**PROMPT A**
Reproduce the full text on the company's liquidity and credit facility word for word.

**TEXT EXCERPT**
-----
FINANCIAL CONDITION, CAPITAL RESOURCES AND LIQUIDITY
The Company maintains various liquidity sources, including cash and cash equivalents and the unused portion of its multi-currency revolving credit agreement. As of March 31, 2024, the Company had liquidity of $3,037 million, comprised of cash and cash equivalent balances of $1,037 million and an undrawn revolving credit facility of $2,000 million. The Company was in full compliance with its covenants under the revolving credit facility and had full access to its undrawn revolving credit facility. Given the Company’s strong liquidity position, management believes that it will have sufficient liquidity and will maintain compliance with all covenants through at least the next 12 months.
As of March 31, 2024, cash balances of $625 million were held by the Company’s subsidiaries outside the United States. Cash and cash equivalents held by these subsidiaries are used to fund foreign operational activities and future investments, including acquisitions. The majority of cash held outside the United States is available for repatriation. The Company uses its U.S. liquidity primarily for various corporate purposes, including but not limited to debt service, share repurchases, dividend distributions, acquisitions and other corporate expenses.
The Company has a $2.0 billion multi-currency revolving credit facility that includes a feature allowing the Company the ability to increase the facility by $1.0 billion with bank group approval. This facility matures in September 2028. The credit facility agreement contains customary events of default and one key financial covenant, which is a debt-to-EBITDA (Earnings Before Interest, Taxes, Depreciation and Amortization) ratio. The Company was in compliance with the financial covenant at March 31, 2024. At March 31, 2024 and December 31, 2023, the Company had no outstanding borrowings under this facility.
-----
**MATERIAL PROVIDED**
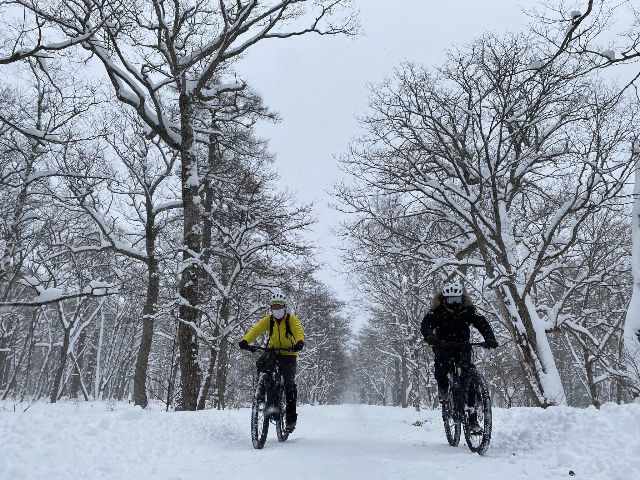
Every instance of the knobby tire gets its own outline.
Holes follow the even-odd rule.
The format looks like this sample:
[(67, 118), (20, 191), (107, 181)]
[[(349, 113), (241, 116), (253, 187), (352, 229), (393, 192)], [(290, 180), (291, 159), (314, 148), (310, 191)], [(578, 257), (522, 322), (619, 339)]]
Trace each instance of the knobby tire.
[(460, 422), (453, 419), (454, 401), (453, 388), (449, 388), (449, 403), (442, 405), (442, 421), (447, 441), (452, 447), (457, 447), (460, 443)]
[[(489, 448), (491, 442), (492, 415), (491, 398), (489, 388), (484, 381), (484, 378), (476, 369), (469, 371), (465, 380), (465, 438), (469, 450), (479, 455), (483, 455)], [(470, 407), (470, 406), (471, 406)], [(481, 427), (482, 436), (471, 435), (471, 425), (469, 422), (470, 412), (476, 412), (478, 424), (482, 421)]]
[(260, 401), (260, 395), (263, 397), (266, 397), (266, 374), (260, 374), (253, 392), (251, 410), (251, 440), (253, 443), (253, 448), (258, 450), (264, 446), (269, 431), (269, 416), (266, 413), (266, 402)]
[[(279, 392), (278, 393), (278, 402), (280, 406), (280, 414), (276, 417), (276, 434), (278, 435), (278, 440), (280, 442), (286, 442), (289, 438), (289, 433), (286, 430), (285, 414), (287, 412), (287, 397), (284, 394), (284, 388), (281, 383), (278, 386)], [(274, 415), (275, 416), (275, 415)]]

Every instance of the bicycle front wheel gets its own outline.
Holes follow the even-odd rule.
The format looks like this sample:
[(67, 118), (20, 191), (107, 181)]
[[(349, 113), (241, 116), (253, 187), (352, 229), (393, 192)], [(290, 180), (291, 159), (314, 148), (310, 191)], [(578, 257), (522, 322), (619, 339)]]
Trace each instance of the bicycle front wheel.
[(460, 422), (454, 419), (453, 401), (453, 388), (450, 388), (448, 401), (442, 404), (442, 421), (447, 441), (452, 447), (457, 447), (460, 443)]
[(269, 416), (266, 415), (267, 375), (260, 374), (253, 392), (251, 410), (251, 440), (253, 448), (260, 450), (264, 446), (269, 431)]
[(280, 442), (286, 442), (289, 438), (289, 433), (285, 431), (286, 425), (285, 419), (287, 413), (287, 397), (284, 394), (284, 388), (282, 385), (280, 385), (278, 393), (278, 402), (280, 404), (280, 413), (273, 415), (276, 422), (276, 433), (278, 435), (278, 440)]
[(469, 450), (483, 455), (491, 442), (491, 398), (484, 378), (476, 369), (465, 380), (465, 438)]

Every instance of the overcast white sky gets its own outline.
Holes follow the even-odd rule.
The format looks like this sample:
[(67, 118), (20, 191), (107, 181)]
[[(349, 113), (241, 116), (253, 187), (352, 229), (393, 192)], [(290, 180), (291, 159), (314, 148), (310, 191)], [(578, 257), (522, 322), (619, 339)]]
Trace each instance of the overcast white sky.
[(404, 58), (429, 65), (444, 58), (452, 44), (464, 44), (486, 30), (521, 30), (529, 19), (522, 8), (535, 0), (356, 0), (364, 36), (307, 35), (257, 44), (237, 66), (283, 121), (264, 125), (278, 155), (282, 181), (305, 202), (317, 200), (319, 222), (312, 236), (324, 249), (320, 275), (348, 299), (337, 240), (329, 232), (336, 212), (325, 192), (340, 177), (333, 155), (343, 153), (358, 133), (354, 116), (367, 111), (367, 84), (378, 82)]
-----
**PROMPT B**
In the records, write out everything from the line containing "Every instance of the bicycle" down to the line containing "446), (269, 431)]", replacing "front wheel" with "rear wheel" and leaving all else unchanged. Give only those lines.

**EXERCISE SOLUTION A**
FINANCIAL CONDITION, CAPITAL RESOURCES AND LIQUIDITY
The Company maintains various liquidity sources, including cash and cash equivalents and the unused portion of its multi-currency revolving credit agreement. As of March 31, 2024, the Company had liquidity of $3,037 million, comprised of cash and cash equivalent balances of $1,037 million and an undrawn revolving credit facility of $2,000 million. The Company was in full compliance with its covenants under the revolving credit facility and had full access to its undrawn revolving credit facility. Given the Company’s strong liquidity position, management believes that it will have sufficient liquidity and will maintain compliance with all covenants through at least the next 12 months.
As of March 31, 2024, cash balances of $625 million were held by the Company’s subsidiaries outside the United States. Cash and cash equivalents held by these subsidiaries are used to fund foreign operational activities and future investments, including acquisitions. The majority of cash held outside the United States is available for repatriation. The Company uses its U.S. liquidity primarily for various corporate purposes, including but not limited to debt service, share repurchases, dividend distributions, acquisitions and other corporate expenses.
The Company has a $2.0 billion multi-currency revolving credit facility that includes a feature allowing the Company the ability to increase the facility by $1.0 billion with bank group approval. This facility matures in September 2028. The credit facility agreement contains customary events of default and one key financial covenant, which is a debt-to-EBITDA (Earnings Before Interest, Taxes, Depreciation and Amortization) ratio. The Company was in compliance with the financial covenant at March 31, 2024. At March 31, 2024 and December 31, 2023, the Company had no outstanding borrowings under this facility.

**EXERCISE SOLUTION B**
Every instance of the bicycle rear wheel gets its own outline.
Holes follow the even-odd rule.
The format looks like this sample:
[(67, 118), (20, 191), (107, 181)]
[[(349, 113), (241, 116), (253, 187), (352, 229), (393, 192)], [(290, 180), (291, 159), (314, 148), (310, 191)], [(578, 257), (522, 322), (619, 339)]]
Trace each instance of the bicycle rear wheel.
[(460, 422), (454, 419), (453, 401), (453, 388), (450, 388), (448, 401), (442, 404), (442, 421), (447, 441), (452, 447), (457, 447), (460, 443)]
[(269, 416), (266, 415), (267, 375), (260, 374), (253, 392), (251, 410), (251, 440), (253, 448), (260, 450), (264, 446), (269, 431)]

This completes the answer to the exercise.